Study text =>
Peer pressure is another factor, Dimitrijevic notes. “Girls as young as 15 may be coerced into become prostitutes by their boyfriends, who eventually becoming their pimp.”

Dimitrijevic mentions one particular success story of a 15-year-old who was drawn into prostitution as a result of peer pressure, but who never gave in to drugs. Her boyfriend became her pimp, she was eventually raped by a client, and was badly beaten if she did not return with a certain amount of money. She would be picked up at 4am and dropped back off on the streets at 10 am. This girl was strong enough to get out of prostitution and is now a mother and has her own life. This is one of the few success stories, Dimitrijevic says.

The trauma experienced as a prostitute is akin to a soldier at war, she comments, adding that it is the worst type of post-traumatic stress disorder. The only way for them to cope is to take drugs or alcohol. Once they become addicts, they need to sustain their habit and it becomes a vicious circle. It is not something they can get out of easily.

Dimitrijevic also recounts the story of a woman forced into the world of prostitution and drugs at a very young age. The drugs became harder and it took her many years to get out of that life. She had children along the way, who were taken into care. She was eventually caught and imprisoned. “Prison is what it is,” Dimitrijevic says. Today, the woman is in her forties and living a good life, but Dimitrijevic notes that it was not easy for her to regain her life, which is why exit programmes are fundamental.

Tasks =>
1 – Write out the passage on prostitution word for word, everything from "Dimitrijevic mentions one" down to "stories, Dimitrijevic says.".
2 – Extend the passage on prostitution, picking up right after its final sentence.
The lines further down play no part in this.

Data listing =>
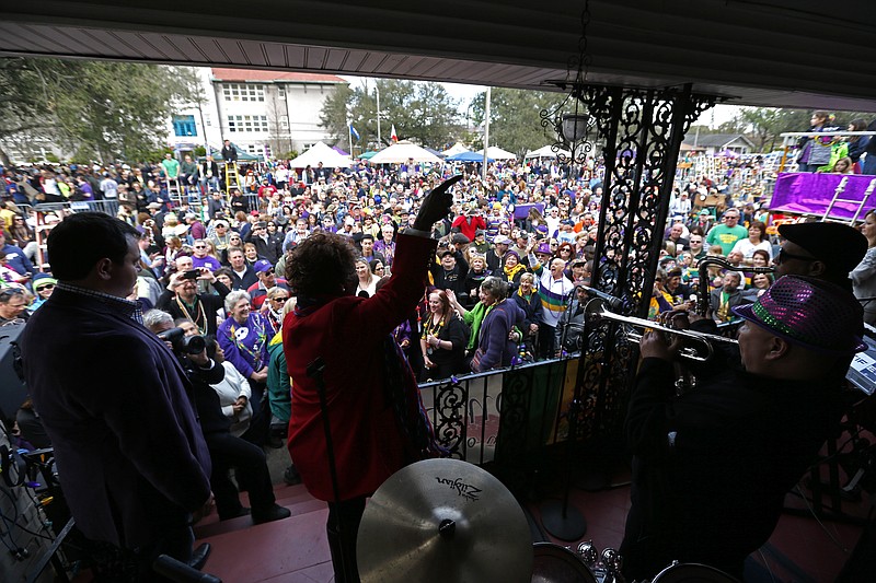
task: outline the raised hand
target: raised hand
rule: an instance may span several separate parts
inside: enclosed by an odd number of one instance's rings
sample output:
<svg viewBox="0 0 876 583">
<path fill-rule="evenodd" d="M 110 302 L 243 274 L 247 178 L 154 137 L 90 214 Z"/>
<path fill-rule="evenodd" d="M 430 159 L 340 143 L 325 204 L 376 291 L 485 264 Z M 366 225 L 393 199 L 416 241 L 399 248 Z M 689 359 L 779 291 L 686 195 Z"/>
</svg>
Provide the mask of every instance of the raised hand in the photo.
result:
<svg viewBox="0 0 876 583">
<path fill-rule="evenodd" d="M 453 197 L 448 190 L 461 179 L 461 174 L 451 176 L 426 195 L 426 198 L 423 199 L 423 205 L 419 207 L 417 218 L 414 221 L 414 229 L 418 231 L 431 231 L 433 224 L 447 217 L 450 212 L 450 206 L 453 203 Z"/>
</svg>

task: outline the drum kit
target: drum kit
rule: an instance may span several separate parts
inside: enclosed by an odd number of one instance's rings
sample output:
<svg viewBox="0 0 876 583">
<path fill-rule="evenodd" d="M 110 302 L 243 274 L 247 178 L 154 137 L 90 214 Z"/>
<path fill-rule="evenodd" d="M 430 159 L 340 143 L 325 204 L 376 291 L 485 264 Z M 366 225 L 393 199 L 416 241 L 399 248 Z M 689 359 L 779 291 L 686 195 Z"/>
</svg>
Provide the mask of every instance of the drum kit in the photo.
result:
<svg viewBox="0 0 876 583">
<path fill-rule="evenodd" d="M 356 556 L 362 583 L 624 582 L 614 549 L 533 544 L 514 494 L 458 459 L 417 462 L 383 482 L 365 509 Z M 652 583 L 735 581 L 711 567 L 673 563 Z"/>
</svg>

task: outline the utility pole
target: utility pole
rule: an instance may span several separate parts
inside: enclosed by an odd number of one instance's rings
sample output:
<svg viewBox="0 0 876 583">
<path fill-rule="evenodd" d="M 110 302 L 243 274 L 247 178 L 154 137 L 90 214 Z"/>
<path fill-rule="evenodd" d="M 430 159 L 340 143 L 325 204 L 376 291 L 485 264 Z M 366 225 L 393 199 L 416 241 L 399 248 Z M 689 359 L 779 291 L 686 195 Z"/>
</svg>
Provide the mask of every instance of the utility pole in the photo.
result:
<svg viewBox="0 0 876 583">
<path fill-rule="evenodd" d="M 378 80 L 374 79 L 374 92 L 377 93 L 377 147 L 383 147 L 383 140 L 380 139 L 380 85 Z"/>
<path fill-rule="evenodd" d="M 486 88 L 486 108 L 484 110 L 484 164 L 481 167 L 481 179 L 484 182 L 484 188 L 486 188 L 486 150 L 489 148 L 489 97 L 492 95 L 493 88 Z"/>
</svg>

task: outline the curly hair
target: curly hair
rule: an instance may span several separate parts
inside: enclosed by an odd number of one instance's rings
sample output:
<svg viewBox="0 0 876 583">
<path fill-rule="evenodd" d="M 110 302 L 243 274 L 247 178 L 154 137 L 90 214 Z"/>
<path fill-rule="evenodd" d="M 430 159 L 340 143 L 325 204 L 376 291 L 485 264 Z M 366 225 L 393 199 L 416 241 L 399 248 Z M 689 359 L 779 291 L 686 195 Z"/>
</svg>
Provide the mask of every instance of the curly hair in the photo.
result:
<svg viewBox="0 0 876 583">
<path fill-rule="evenodd" d="M 347 237 L 315 233 L 291 250 L 286 261 L 286 282 L 298 296 L 345 294 L 356 289 L 356 249 Z"/>
</svg>

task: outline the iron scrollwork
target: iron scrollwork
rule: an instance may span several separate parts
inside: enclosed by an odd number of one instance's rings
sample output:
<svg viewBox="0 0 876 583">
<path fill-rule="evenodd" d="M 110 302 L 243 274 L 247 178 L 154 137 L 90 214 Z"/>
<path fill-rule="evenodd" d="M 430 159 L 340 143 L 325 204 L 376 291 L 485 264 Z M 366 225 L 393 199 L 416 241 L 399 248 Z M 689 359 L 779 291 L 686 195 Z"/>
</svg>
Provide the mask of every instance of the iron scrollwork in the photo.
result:
<svg viewBox="0 0 876 583">
<path fill-rule="evenodd" d="M 604 143 L 606 176 L 591 281 L 622 298 L 625 315 L 646 317 L 681 141 L 715 97 L 693 95 L 690 86 L 584 86 L 574 93 Z M 597 411 L 592 418 L 579 413 L 578 436 L 585 439 L 622 424 L 637 354 L 618 334 L 618 326 L 595 327 L 580 362 L 585 369 L 579 377 L 580 399 L 592 401 Z"/>
</svg>

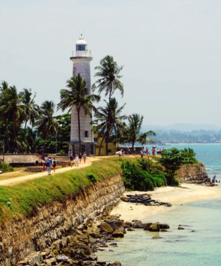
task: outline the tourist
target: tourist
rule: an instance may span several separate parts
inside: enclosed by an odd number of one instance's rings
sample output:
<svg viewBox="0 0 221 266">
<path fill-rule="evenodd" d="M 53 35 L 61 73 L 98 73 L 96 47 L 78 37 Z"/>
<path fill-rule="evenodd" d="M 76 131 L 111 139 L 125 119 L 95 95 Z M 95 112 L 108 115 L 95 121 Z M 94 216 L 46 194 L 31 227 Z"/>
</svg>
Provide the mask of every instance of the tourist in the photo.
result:
<svg viewBox="0 0 221 266">
<path fill-rule="evenodd" d="M 212 183 L 213 183 L 213 184 L 214 184 L 215 182 L 215 175 L 212 178 Z"/>
<path fill-rule="evenodd" d="M 77 154 L 75 154 L 75 167 L 79 167 L 79 157 L 78 157 Z"/>
<path fill-rule="evenodd" d="M 72 153 L 70 153 L 69 160 L 70 160 L 70 167 L 72 167 L 73 163 L 73 160 L 74 160 L 74 157 L 73 157 Z"/>
<path fill-rule="evenodd" d="M 84 153 L 83 153 L 83 159 L 84 159 L 84 164 L 86 162 L 86 153 L 84 151 Z"/>
<path fill-rule="evenodd" d="M 54 170 L 54 173 L 55 172 L 55 168 L 56 168 L 56 160 L 55 160 L 55 158 L 54 158 L 53 160 L 52 160 L 52 167 L 53 167 L 53 170 Z"/>
<path fill-rule="evenodd" d="M 49 158 L 48 158 L 47 160 L 47 162 L 46 162 L 46 167 L 47 167 L 47 175 L 48 176 L 49 176 L 51 174 L 51 164 L 52 164 L 52 162 L 49 160 Z"/>
<path fill-rule="evenodd" d="M 78 157 L 79 157 L 79 163 L 81 164 L 82 163 L 82 153 L 79 153 L 79 155 Z"/>
</svg>

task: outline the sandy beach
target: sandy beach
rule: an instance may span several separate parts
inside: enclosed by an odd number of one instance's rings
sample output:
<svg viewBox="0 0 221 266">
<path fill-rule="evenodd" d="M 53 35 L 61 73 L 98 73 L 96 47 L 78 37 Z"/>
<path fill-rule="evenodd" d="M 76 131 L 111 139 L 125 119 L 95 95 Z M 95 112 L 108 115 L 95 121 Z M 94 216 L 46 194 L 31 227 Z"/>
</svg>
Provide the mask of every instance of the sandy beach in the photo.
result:
<svg viewBox="0 0 221 266">
<path fill-rule="evenodd" d="M 121 214 L 124 220 L 131 221 L 133 219 L 146 222 L 146 218 L 150 220 L 156 214 L 169 211 L 177 206 L 190 202 L 195 202 L 204 199 L 221 197 L 220 187 L 208 187 L 201 185 L 183 183 L 180 187 L 158 188 L 154 191 L 140 192 L 130 191 L 127 194 L 149 194 L 153 200 L 166 202 L 172 204 L 172 207 L 164 206 L 152 206 L 140 204 L 121 202 L 111 212 L 111 214 Z M 144 220 L 145 218 L 145 220 Z"/>
</svg>

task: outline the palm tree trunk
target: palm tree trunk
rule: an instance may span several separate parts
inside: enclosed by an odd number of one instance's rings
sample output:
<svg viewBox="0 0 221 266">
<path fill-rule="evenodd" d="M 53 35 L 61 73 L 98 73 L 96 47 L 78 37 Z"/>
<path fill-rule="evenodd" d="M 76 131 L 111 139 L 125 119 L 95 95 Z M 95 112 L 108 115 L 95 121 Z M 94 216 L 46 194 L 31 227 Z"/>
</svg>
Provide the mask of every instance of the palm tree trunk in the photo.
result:
<svg viewBox="0 0 221 266">
<path fill-rule="evenodd" d="M 104 136 L 102 137 L 102 141 L 100 142 L 100 147 L 99 147 L 99 152 L 98 152 L 98 155 L 99 156 L 100 155 L 101 147 L 102 147 L 102 143 L 104 142 L 105 138 L 105 136 L 104 135 Z"/>
<path fill-rule="evenodd" d="M 24 132 L 26 130 L 26 125 L 27 125 L 27 121 L 26 120 L 25 123 L 24 123 Z"/>
<path fill-rule="evenodd" d="M 108 155 L 108 141 L 109 141 L 109 134 L 106 137 L 106 155 Z"/>
<path fill-rule="evenodd" d="M 45 153 L 45 144 L 46 144 L 46 136 L 45 136 L 45 141 L 44 141 L 43 155 Z"/>
<path fill-rule="evenodd" d="M 81 124 L 79 119 L 79 110 L 77 110 L 77 122 L 78 122 L 78 141 L 79 141 L 79 152 L 82 153 L 82 141 L 81 141 Z"/>
<path fill-rule="evenodd" d="M 112 83 L 111 83 L 110 89 L 109 89 L 109 102 L 110 102 L 110 99 L 111 99 L 111 97 L 112 97 Z"/>
</svg>

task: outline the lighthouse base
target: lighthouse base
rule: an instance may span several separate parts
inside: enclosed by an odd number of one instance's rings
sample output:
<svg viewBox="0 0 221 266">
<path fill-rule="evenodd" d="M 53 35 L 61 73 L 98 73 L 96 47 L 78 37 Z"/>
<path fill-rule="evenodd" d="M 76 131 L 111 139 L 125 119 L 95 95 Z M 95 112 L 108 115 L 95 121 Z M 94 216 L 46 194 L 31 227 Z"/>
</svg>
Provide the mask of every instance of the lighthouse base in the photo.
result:
<svg viewBox="0 0 221 266">
<path fill-rule="evenodd" d="M 82 142 L 82 153 L 86 153 L 87 155 L 94 155 L 96 154 L 96 144 L 95 142 Z M 79 143 L 70 143 L 68 154 L 72 153 L 73 156 L 75 154 L 79 155 L 80 148 Z"/>
</svg>

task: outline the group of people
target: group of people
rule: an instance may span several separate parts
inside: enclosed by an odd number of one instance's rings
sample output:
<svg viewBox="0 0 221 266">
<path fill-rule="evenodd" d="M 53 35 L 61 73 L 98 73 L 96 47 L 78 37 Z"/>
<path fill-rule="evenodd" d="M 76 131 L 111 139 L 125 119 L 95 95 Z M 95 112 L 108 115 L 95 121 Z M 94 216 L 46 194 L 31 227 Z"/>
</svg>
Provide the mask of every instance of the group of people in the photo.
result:
<svg viewBox="0 0 221 266">
<path fill-rule="evenodd" d="M 69 159 L 70 159 L 70 166 L 72 167 L 73 166 L 73 160 L 75 160 L 75 167 L 79 167 L 79 163 L 82 163 L 82 160 L 84 160 L 84 163 L 86 162 L 86 153 L 84 152 L 83 153 L 83 154 L 82 154 L 81 153 L 79 154 L 79 155 L 77 154 L 75 154 L 75 158 L 74 156 L 73 155 L 73 154 L 70 153 L 70 157 L 69 157 Z"/>
<path fill-rule="evenodd" d="M 153 146 L 152 147 L 152 149 L 151 149 L 151 154 L 152 155 L 161 154 L 163 150 L 164 150 L 164 148 L 158 148 L 156 146 Z M 140 155 L 142 158 L 143 158 L 144 155 L 151 155 L 151 152 L 148 148 L 146 148 L 146 150 L 144 149 L 144 148 L 142 148 L 141 150 L 140 148 L 139 148 L 138 150 L 136 149 L 136 148 L 131 148 L 131 149 L 130 148 L 125 148 L 121 149 L 121 150 L 119 150 L 118 152 L 116 153 L 116 154 L 119 155 L 119 156 L 130 155 L 132 155 L 133 156 L 135 156 L 137 153 L 139 154 L 139 150 L 140 150 Z"/>
<path fill-rule="evenodd" d="M 52 160 L 51 158 L 49 157 L 49 158 L 45 158 L 45 164 L 44 164 L 43 167 L 46 167 L 46 169 L 47 171 L 47 175 L 49 176 L 51 174 L 52 167 L 53 168 L 54 173 L 55 172 L 55 168 L 56 168 L 56 160 L 54 158 L 53 160 Z"/>
</svg>

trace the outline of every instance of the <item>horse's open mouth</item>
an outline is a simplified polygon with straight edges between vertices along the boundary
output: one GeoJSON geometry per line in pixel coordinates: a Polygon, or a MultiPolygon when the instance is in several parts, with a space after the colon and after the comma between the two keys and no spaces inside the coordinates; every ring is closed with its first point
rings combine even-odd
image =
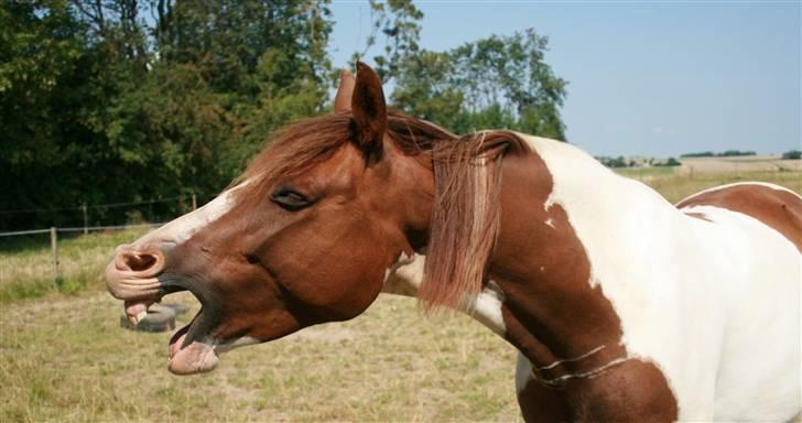
{"type": "Polygon", "coordinates": [[[217,367],[219,359],[215,352],[215,344],[205,341],[203,335],[198,336],[203,321],[204,311],[201,308],[192,322],[181,327],[170,338],[167,368],[173,373],[203,373],[217,367]],[[198,338],[201,340],[195,340],[198,338]]]}
{"type": "MultiPolygon", "coordinates": [[[[161,297],[126,301],[126,315],[132,323],[141,321],[148,308],[161,297]]],[[[175,375],[194,375],[213,370],[219,361],[215,343],[204,333],[206,319],[203,307],[192,322],[170,337],[167,368],[175,375]]]]}

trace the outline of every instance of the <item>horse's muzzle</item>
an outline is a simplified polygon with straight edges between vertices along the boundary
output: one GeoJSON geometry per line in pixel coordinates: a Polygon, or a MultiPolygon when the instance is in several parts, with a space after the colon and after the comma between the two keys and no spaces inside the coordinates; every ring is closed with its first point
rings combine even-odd
{"type": "Polygon", "coordinates": [[[131,322],[137,323],[164,295],[159,275],[165,261],[164,252],[158,248],[120,246],[106,267],[106,286],[111,295],[126,302],[126,315],[131,322]]]}

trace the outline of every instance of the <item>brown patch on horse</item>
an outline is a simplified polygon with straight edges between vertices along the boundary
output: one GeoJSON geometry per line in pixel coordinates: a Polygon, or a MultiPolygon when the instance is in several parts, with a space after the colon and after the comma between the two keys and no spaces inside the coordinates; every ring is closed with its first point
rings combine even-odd
{"type": "Polygon", "coordinates": [[[741,184],[691,196],[678,208],[715,206],[743,213],[782,234],[802,252],[802,198],[782,189],[741,184]]]}
{"type": "Polygon", "coordinates": [[[590,285],[590,262],[566,212],[545,208],[553,180],[543,160],[509,155],[502,169],[505,182],[516,182],[501,187],[489,278],[506,295],[507,339],[535,369],[519,394],[524,419],[675,421],[660,369],[628,358],[620,319],[602,285],[590,285]]]}
{"type": "Polygon", "coordinates": [[[351,97],[354,97],[354,86],[357,79],[348,70],[339,74],[339,87],[337,95],[334,97],[334,112],[344,113],[350,110],[351,97]]]}
{"type": "Polygon", "coordinates": [[[441,141],[433,151],[434,214],[424,280],[427,307],[458,306],[476,296],[499,231],[500,162],[507,150],[528,151],[512,132],[480,132],[441,141]]]}

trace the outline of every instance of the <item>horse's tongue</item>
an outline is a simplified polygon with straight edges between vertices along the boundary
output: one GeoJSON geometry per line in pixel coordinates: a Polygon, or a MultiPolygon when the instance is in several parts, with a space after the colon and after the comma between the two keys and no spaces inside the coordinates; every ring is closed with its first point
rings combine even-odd
{"type": "Polygon", "coordinates": [[[153,300],[126,301],[126,316],[132,324],[138,324],[148,315],[148,307],[153,305],[153,300]]]}
{"type": "Polygon", "coordinates": [[[175,375],[194,375],[210,371],[217,367],[219,359],[212,346],[195,340],[185,348],[181,348],[184,338],[186,338],[186,334],[170,343],[170,362],[167,365],[170,371],[175,375]]]}

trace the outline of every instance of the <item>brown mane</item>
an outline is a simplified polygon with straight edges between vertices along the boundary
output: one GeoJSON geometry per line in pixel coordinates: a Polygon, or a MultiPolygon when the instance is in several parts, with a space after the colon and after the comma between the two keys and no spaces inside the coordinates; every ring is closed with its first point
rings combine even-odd
{"type": "MultiPolygon", "coordinates": [[[[350,122],[351,113],[343,112],[283,129],[235,181],[250,185],[240,191],[239,205],[265,198],[280,180],[330,159],[353,139],[350,122]]],[[[525,143],[509,131],[457,137],[395,110],[388,113],[387,135],[407,155],[431,155],[434,169],[434,212],[418,296],[427,308],[459,306],[466,294],[481,290],[498,236],[500,161],[507,151],[528,151],[525,143]]]]}

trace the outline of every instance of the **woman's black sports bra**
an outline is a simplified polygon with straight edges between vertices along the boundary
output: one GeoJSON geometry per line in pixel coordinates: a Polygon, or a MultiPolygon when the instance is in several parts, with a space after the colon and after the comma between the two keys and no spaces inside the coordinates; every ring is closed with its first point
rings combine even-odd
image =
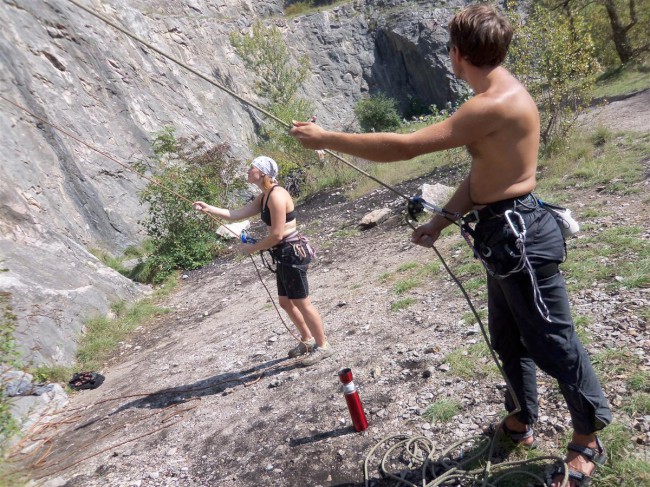
{"type": "MultiPolygon", "coordinates": [[[[271,191],[273,191],[277,186],[273,186],[271,191]]],[[[262,207],[262,221],[266,223],[269,227],[271,226],[271,210],[269,210],[269,198],[271,196],[271,191],[269,191],[268,196],[266,197],[266,203],[264,203],[264,196],[262,195],[262,200],[260,201],[260,206],[262,207]]],[[[287,223],[292,222],[296,219],[296,210],[291,210],[287,213],[287,223]]]]}

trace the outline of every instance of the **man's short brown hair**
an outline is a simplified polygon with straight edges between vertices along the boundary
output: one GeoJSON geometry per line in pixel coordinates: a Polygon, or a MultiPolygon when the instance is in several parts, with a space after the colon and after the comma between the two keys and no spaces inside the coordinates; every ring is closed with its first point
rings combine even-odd
{"type": "Polygon", "coordinates": [[[449,22],[449,37],[461,55],[474,66],[498,66],[506,58],[512,25],[495,7],[467,7],[449,22]]]}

Answers to this exercise =>
1 –
Dimitrijevic mentions one particular success story of a 15-year-old who was drawn into prostitution as a result of peer pressure, but who never gave in to drugs. Her boyfriend became her pimp, she was eventually raped by a client, and was badly beaten if she did not return with a certain amount of money. She would be picked up at 4am and dropped back off on the streets at 10 am. This girl was strong enough to get out of prostitution and is now a mother and has her own life. This is one of the few success stories, Dimitrijevic says.

2 –
“If a woman chooses freely to get into prostitution, by all means, it is her choice. But we need to make sure she has all the available means to exit that process,” she notes.

Dimitrijevic is all for the Nordic model, which she states supports women in prostitution by not criminalising them. “She should not be the one who is punished.” The model also involves having programmes and support to facilitate the women’s exit from prostitution.

She says she is pleased that exit programmes have been made available in Malta and a campaign has also been launched against human trafficking. “At least we are becoming more conscious, as so far it is something that has been normalised.”

Awareness needs to be raised about the implications of prostitution but the main principle is to curb demand, Dimitrijevic notes.

Although street prostitution has decreased, prostitution is now more often seen in apartments, through escort websites, in massage parlours and gentleman’s clubs. “There is nothing gentlemanly about these clubs,” she adds.

She mentions that there is no regulation of massage parlours, and gentleman’s clubs only need a liquor licence. “These pull factors have created scenarios which are now normalised. It is normal to walk down the road and see a massage parlour. It is normal to go to Paceville and see a whole street of gentlemen’s clubs.” These situations are creating a market were trafficking is being permitted for prostitution.

To curb demand, she believes that gender inequality must be tackled from a young age. Dimitrijevic also notes that not enough is being done in Malta and there is still a lot of misogyny, patriarchy mentality and toxic masculinity.

“Once you start tackling the issues of gender inequality, you not only tackle the issues of prostitution or human trafficking, but you are also dealing with violence, not only domestic.”

In countries where they have regularised prostitution, like Holland and Germany, they have realised it is not working, Dimitrijevic notes. In these two countries, they had the biggest trafficking rings, she adds. Amsterdam is even suggesting that the red-light district should be closed down.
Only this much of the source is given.